> **WORK TO DO**
Turn the lines below into a Markdown table with the columns Row and Line, numbering each line in order and leaving out blank lines.

Mask labeling examples

[START]

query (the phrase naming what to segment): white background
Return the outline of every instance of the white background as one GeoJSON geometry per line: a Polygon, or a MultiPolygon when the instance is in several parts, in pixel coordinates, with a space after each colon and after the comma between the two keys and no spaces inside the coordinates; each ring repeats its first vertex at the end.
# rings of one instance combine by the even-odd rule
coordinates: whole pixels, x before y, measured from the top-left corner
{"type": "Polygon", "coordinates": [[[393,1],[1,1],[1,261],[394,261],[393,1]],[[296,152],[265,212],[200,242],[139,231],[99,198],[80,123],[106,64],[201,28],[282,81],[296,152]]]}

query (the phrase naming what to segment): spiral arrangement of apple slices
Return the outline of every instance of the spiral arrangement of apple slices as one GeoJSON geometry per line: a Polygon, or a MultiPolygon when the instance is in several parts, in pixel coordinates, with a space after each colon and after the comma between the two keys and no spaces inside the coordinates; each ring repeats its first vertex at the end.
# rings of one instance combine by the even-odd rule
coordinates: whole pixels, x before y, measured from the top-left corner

[END]

> **WRITTEN ANSWER**
| Row | Line |
|---|---|
| 1 | query (the phrase naming what to segment): white background |
| 2 | Return the outline of every instance of the white background as one GeoJSON geometry per line: a Polygon, or a MultiPolygon when the instance is in several parts, in pixel coordinates, with a space after each colon and after the comma between the two keys and no spaces inside the coordinates; each ring repeats its first vertex at the end. |
| 3 | # rings of one instance combine by the even-odd rule |
| 4 | coordinates: whole pixels, x before y, measured from the top-left corner |
| 5 | {"type": "Polygon", "coordinates": [[[393,1],[1,1],[1,261],[394,261],[393,1]],[[296,152],[265,212],[200,242],[139,231],[99,198],[80,123],[106,64],[201,28],[282,81],[296,152]]]} |
| 6 | query (the phrase naming what to segment): spiral arrangement of apple slices |
| 7 | Return the outline of every instance of the spiral arrangement of apple slices as one GeoJSON geometry per line: a Polygon, or a MultiPolygon when the instance is in several parts, in pixel coordinates, with a space after each colon and after the comma between the two keys and no spaces inside the coordinates; each ring repeats its first vertex at the end. |
| 8 | # rings of one instance combine by the even-odd rule |
| 9 | coordinates: whole pixels, x before y, measured from the top-left corner |